[Records shown]:
--

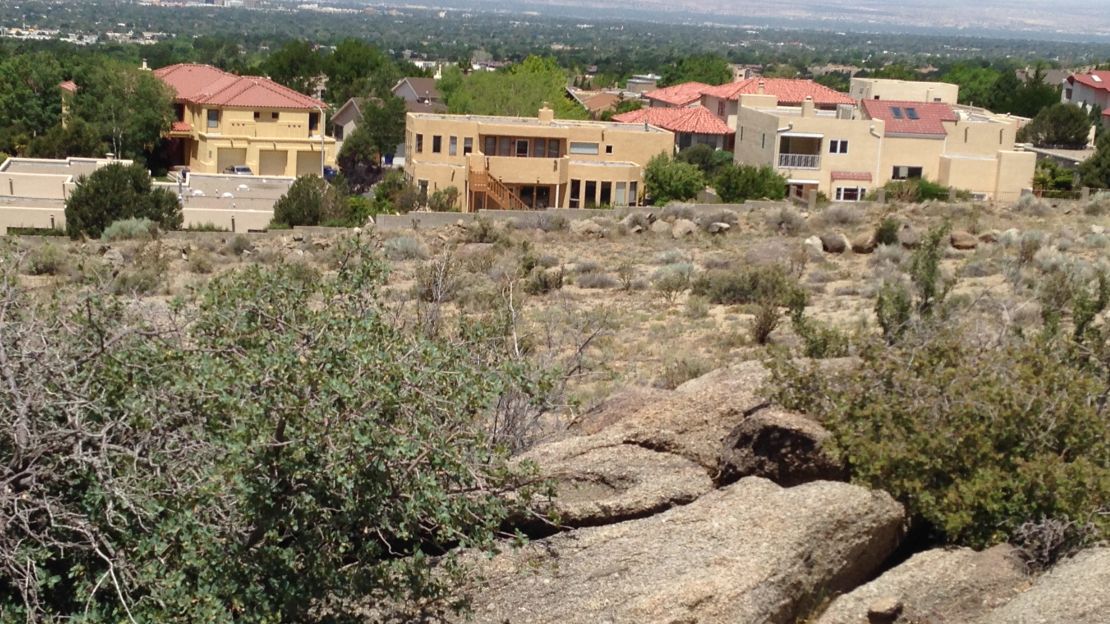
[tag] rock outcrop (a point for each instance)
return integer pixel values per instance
(749, 552)
(783, 446)
(937, 585)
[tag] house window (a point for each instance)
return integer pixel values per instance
(849, 193)
(902, 172)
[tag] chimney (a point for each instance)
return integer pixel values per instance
(807, 107)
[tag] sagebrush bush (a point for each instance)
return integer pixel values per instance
(405, 248)
(130, 230)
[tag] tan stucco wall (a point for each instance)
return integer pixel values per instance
(623, 151)
(907, 90)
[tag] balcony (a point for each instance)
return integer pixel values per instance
(799, 161)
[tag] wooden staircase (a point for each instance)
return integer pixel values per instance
(481, 181)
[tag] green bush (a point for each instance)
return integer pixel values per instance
(975, 441)
(114, 192)
(270, 460)
(130, 230)
(754, 284)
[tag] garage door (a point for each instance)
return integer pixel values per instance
(229, 157)
(272, 162)
(308, 163)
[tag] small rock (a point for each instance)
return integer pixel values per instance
(962, 240)
(683, 228)
(884, 611)
(834, 243)
(864, 243)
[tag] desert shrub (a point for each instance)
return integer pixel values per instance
(241, 458)
(114, 192)
(673, 280)
(130, 230)
(886, 232)
(756, 284)
(47, 260)
(841, 214)
(542, 281)
(404, 248)
(680, 369)
(786, 220)
(975, 439)
(596, 280)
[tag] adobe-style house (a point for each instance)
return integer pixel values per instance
(1088, 89)
(518, 162)
(693, 126)
(223, 120)
(851, 150)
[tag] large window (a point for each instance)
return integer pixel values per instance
(904, 172)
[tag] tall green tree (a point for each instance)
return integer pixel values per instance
(295, 64)
(710, 69)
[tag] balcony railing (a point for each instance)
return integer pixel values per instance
(799, 161)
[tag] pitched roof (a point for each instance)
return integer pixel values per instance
(423, 87)
(1099, 80)
(205, 84)
(910, 118)
(789, 91)
(678, 94)
(694, 120)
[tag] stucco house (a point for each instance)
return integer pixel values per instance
(224, 120)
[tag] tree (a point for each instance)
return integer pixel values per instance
(381, 130)
(1095, 172)
(130, 109)
(666, 180)
(739, 182)
(710, 69)
(1061, 124)
(356, 68)
(272, 460)
(114, 192)
(295, 64)
(311, 201)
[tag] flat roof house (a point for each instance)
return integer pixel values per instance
(223, 120)
(520, 162)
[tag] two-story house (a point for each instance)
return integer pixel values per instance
(516, 162)
(223, 120)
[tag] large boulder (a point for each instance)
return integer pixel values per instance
(1077, 591)
(749, 552)
(778, 445)
(937, 585)
(602, 483)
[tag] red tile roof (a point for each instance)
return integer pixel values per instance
(788, 91)
(695, 120)
(1098, 80)
(678, 94)
(858, 175)
(205, 84)
(910, 118)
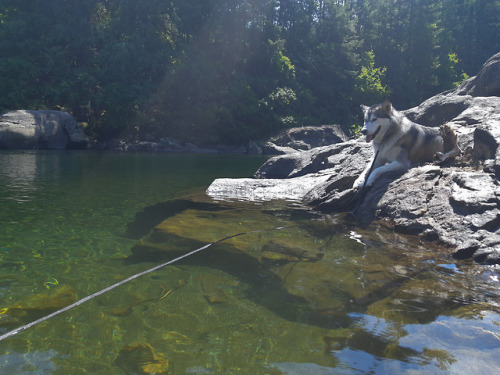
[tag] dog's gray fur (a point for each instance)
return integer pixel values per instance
(399, 142)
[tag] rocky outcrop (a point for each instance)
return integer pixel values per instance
(304, 138)
(456, 205)
(40, 130)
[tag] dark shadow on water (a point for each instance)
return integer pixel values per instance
(153, 215)
(265, 288)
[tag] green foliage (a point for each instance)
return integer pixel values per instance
(210, 71)
(369, 86)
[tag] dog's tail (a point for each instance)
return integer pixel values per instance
(450, 145)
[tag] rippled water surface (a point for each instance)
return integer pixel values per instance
(318, 296)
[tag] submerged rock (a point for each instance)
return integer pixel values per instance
(457, 205)
(141, 359)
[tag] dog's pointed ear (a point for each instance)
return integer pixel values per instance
(386, 106)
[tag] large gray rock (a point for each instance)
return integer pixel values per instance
(456, 206)
(304, 138)
(40, 130)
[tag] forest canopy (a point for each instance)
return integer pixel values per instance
(231, 71)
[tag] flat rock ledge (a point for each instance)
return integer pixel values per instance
(456, 206)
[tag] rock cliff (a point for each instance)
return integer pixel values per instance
(456, 205)
(40, 130)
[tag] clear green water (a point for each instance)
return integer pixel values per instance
(323, 297)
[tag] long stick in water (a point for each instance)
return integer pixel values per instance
(102, 291)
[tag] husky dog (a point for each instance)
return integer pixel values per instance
(398, 142)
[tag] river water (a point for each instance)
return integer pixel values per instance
(320, 296)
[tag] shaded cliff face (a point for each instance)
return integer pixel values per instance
(456, 205)
(40, 130)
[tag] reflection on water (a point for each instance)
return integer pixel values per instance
(322, 296)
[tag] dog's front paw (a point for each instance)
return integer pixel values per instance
(360, 181)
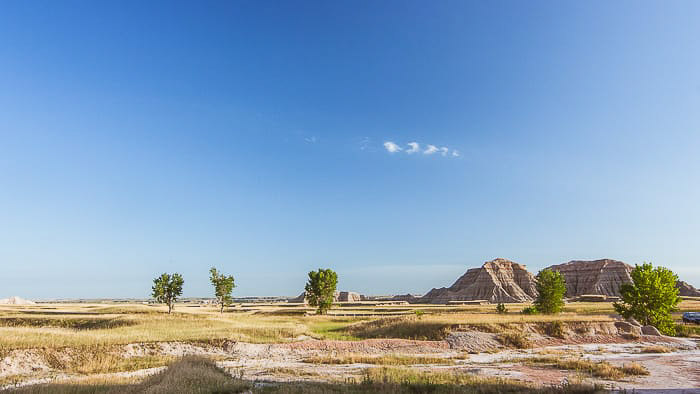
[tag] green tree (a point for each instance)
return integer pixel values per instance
(501, 308)
(650, 298)
(551, 289)
(320, 289)
(167, 288)
(223, 287)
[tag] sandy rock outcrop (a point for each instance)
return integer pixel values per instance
(686, 290)
(498, 280)
(594, 277)
(604, 277)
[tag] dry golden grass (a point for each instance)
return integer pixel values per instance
(98, 359)
(379, 360)
(189, 375)
(76, 325)
(199, 376)
(656, 349)
(599, 369)
(36, 330)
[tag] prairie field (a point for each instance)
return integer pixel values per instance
(83, 347)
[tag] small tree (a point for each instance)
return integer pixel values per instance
(650, 298)
(551, 289)
(167, 288)
(320, 289)
(223, 287)
(501, 308)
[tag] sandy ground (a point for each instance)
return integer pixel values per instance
(674, 372)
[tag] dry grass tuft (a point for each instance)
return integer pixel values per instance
(656, 349)
(602, 369)
(379, 360)
(189, 375)
(517, 340)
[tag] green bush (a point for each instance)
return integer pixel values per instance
(650, 298)
(551, 290)
(530, 310)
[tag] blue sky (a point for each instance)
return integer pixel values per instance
(143, 137)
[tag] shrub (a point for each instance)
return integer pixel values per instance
(650, 298)
(530, 310)
(551, 289)
(501, 308)
(320, 289)
(514, 339)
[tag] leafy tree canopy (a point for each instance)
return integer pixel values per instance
(167, 288)
(223, 287)
(320, 289)
(650, 298)
(551, 289)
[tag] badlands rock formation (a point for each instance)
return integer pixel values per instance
(339, 296)
(16, 301)
(604, 277)
(594, 277)
(686, 290)
(499, 280)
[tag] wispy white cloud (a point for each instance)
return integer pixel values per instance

--

Return every line of the data above in which "tree" appears.

[Written answer]:
[tag] tall green tree (a point for each instance)
[tag] tree (a point for each instance)
[tag] green tree (a point for each instance)
[tag] small tree (a point for each instance)
[tag] leafy tree canopy (a point for each instance)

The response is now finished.